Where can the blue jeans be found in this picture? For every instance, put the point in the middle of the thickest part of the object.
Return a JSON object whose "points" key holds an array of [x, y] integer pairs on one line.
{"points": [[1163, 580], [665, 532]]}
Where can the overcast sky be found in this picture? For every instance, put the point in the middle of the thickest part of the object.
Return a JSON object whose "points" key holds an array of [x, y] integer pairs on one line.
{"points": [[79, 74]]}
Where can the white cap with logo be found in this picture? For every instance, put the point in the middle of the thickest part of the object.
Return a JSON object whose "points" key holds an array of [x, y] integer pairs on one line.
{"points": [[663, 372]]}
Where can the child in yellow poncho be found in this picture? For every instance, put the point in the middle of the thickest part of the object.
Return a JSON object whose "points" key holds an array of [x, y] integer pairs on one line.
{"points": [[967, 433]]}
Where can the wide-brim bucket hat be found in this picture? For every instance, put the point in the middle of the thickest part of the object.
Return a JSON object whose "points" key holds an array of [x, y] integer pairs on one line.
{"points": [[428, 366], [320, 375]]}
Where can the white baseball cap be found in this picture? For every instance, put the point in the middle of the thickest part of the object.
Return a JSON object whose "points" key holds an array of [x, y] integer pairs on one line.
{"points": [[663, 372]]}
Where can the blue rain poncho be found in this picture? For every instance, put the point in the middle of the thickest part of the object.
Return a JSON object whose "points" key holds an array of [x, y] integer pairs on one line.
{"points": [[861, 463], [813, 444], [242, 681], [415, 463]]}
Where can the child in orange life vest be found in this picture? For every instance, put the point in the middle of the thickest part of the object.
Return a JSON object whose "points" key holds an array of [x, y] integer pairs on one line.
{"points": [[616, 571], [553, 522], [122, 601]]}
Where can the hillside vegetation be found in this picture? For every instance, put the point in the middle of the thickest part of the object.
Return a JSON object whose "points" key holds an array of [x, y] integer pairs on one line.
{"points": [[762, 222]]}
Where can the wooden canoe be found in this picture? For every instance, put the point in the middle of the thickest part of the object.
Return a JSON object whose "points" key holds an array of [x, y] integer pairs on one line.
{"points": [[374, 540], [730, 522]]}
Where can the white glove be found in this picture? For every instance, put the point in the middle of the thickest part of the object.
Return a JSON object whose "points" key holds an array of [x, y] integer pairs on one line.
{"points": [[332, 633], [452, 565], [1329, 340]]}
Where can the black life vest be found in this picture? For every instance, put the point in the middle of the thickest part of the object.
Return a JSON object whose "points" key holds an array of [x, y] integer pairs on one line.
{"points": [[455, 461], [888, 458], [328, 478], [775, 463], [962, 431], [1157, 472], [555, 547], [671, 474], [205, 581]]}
────
*What the task asks*
Number of lines above containing "child": state it and nothing else.

*Response to the exercise*
2